> **EXERCISE REQUIREMENTS**
Swap "swan" for "goose" in the items running from the line containing "Detect black nail" down to the line containing "[0, 0, 1270, 721]". Return only those lines, with everything else unchanged.

> **RECORDS PROVIDED**

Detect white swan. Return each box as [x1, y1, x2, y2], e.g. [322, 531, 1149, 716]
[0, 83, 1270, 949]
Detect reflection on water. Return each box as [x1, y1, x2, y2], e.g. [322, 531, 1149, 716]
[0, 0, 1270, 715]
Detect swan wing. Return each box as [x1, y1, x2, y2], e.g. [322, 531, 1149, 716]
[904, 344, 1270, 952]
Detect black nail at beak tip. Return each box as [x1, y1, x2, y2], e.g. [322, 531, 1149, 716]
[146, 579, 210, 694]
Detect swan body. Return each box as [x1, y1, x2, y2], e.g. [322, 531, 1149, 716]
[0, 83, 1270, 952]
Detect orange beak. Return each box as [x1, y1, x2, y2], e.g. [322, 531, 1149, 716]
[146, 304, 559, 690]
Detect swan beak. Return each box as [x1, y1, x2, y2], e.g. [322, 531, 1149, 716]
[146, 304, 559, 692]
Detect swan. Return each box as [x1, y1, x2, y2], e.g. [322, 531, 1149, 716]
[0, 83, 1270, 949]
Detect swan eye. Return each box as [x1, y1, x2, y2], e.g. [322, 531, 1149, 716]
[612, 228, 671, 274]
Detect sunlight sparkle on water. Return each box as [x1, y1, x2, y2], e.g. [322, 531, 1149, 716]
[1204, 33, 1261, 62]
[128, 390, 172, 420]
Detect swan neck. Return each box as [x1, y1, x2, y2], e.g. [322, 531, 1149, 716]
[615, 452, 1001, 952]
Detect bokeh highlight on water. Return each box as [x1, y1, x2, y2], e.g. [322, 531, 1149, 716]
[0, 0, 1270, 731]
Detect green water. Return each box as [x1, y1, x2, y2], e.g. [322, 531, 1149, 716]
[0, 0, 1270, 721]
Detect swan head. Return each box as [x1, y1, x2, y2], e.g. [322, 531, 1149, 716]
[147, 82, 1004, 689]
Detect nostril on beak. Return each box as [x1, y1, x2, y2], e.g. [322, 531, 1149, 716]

> **RIGHT ANSWER**
Detect black nail at beak tip. Return each box as [x1, y1, x2, y2], e.g. [322, 531, 1149, 716]
[146, 579, 210, 694]
Detect goose body. Return each box as [x1, y1, x2, y2], e.g. [322, 531, 1149, 716]
[0, 83, 1270, 952]
Detect orange beak. Return each box as [x1, y1, x2, y2], e.g. [322, 531, 1149, 716]
[146, 304, 559, 690]
Detect goose beak. Return each box as [x1, y1, x2, y2], e.g. [322, 531, 1149, 716]
[146, 304, 559, 692]
Detect goose. Return each box as [x1, y1, x2, y2], e.g. [322, 531, 1149, 716]
[0, 83, 1270, 949]
Detect goose eye. Return each box as [x1, y1, x2, y2], e.g. [322, 531, 1149, 716]
[612, 228, 671, 274]
Detect sunlight sparkle on water. Return each box as [x1, y1, x2, y2], e.g. [322, 531, 1149, 716]
[1204, 33, 1261, 62]
[128, 390, 172, 420]
Detect goose neck. Return each box as [x1, y1, x2, y2], e.g. [322, 531, 1149, 716]
[615, 452, 1001, 952]
Detect bokeh highlight on water. Return each box as [x1, y1, x2, y2], e.g. [322, 531, 1149, 716]
[0, 0, 1270, 731]
Detect green water. Return each box as [x1, y1, x2, y2], e.g. [322, 531, 1149, 716]
[0, 0, 1270, 721]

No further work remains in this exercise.